Model fiche
Jamba 1.5 Mini
By AI21 Labs · Israel
chat
general
moe
multilingual
Overview
AI21 Labs' hybrid SSM-Transformer with MoE routing, activating 12B of 52B parameters. Delivers a verified 256k context window but ships under AI21's non-OSI Jamba license.
When to pick this model
- Long-document workflows that genuinely use 200k+ tokens
- Multilingual chat across the 9 supported languages
- Benchmarking SSM-Transformer hybrids against pure attention models
- Use cases where the Jamba license terms are acceptable
VRAM requirements by quantization
| Quantization | VRAM required |
|---|---|
| Q4_K_M (recommended) | 30 GB |
| Q5_K_M | 37 GB |
| Q8_0 | 55 GB |
| FP16 (no quantization) | 104 GB |
VRAM figures include model weights plus a typical 8k KV cache and ~600 MB runtime overhead (Ollama / llama.cpp baseline). Add headroom for higher context lengths.

» Directions:
1. Tell whether each statement agrees with the Jamba 1.5 Mini fiche, answering yes or no and quoting the words from the fiche that decide it: (a) The model activates all 52B of its parameters. (b) Q4_K_M is the recommended quantization. (c) The VRAM figures include a typical 8k KV cache.
2. Extend the Jamba 1.5 Mini fiche past its final sentence.
The records that come next are from a separate source.

» Record excerpts:
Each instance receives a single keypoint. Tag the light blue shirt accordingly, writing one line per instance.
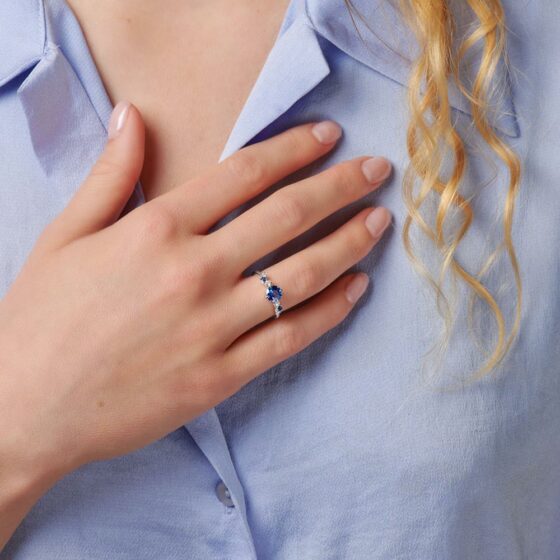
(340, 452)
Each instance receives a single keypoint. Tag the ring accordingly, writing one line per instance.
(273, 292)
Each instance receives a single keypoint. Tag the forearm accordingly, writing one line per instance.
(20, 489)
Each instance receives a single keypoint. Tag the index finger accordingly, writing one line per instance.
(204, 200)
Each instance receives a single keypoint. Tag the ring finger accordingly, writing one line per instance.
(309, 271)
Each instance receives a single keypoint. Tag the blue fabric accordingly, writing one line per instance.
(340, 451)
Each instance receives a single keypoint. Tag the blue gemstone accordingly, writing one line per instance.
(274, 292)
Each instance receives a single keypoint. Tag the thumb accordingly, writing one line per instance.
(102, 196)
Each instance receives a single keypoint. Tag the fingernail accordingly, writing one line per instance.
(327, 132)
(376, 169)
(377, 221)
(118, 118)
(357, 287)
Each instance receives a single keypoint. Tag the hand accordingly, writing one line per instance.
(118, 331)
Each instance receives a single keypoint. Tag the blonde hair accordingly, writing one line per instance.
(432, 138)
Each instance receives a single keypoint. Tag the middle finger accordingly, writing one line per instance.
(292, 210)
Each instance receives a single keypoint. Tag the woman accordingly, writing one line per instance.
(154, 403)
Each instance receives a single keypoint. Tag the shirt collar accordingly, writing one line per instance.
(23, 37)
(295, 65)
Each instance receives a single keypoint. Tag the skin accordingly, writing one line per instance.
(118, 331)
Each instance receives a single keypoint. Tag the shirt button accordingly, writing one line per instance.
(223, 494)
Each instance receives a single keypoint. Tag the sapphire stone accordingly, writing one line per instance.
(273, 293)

» Outputs:
1.
(a) No: "activating 12B of 52B parameters"
(b) Yes: "Q4_K_M (recommended)"
(c) Yes: "VRAM figures include model weights plus a typical 8k KV cache"

2.
Strengths
- Effective 256k context (86% on RULER)
- Unique SSM-Transformer hybrid architecture
- Strong throughput vs. dense models of similar capability
- Solid 9-language coverage
Limitations
- Custom Jamba license is not OSI-approved
- Partial llama.cpp support complicates local deployment
- Superseded by Jamba 1.6 and 1.7
- Smaller fine-tune ecosystem than Llama or Qwen
Architecture & training
Architecture: Hybrid SSM-Transformer (Mamba+Attention) + MoE · 52B/12B active
Training: 256k effective ctx (86% at 256k RULER).
Verdict
A novel hybrid with real long-context performance, now eclipsed by newer Jamba releases and gated by a non-standard license.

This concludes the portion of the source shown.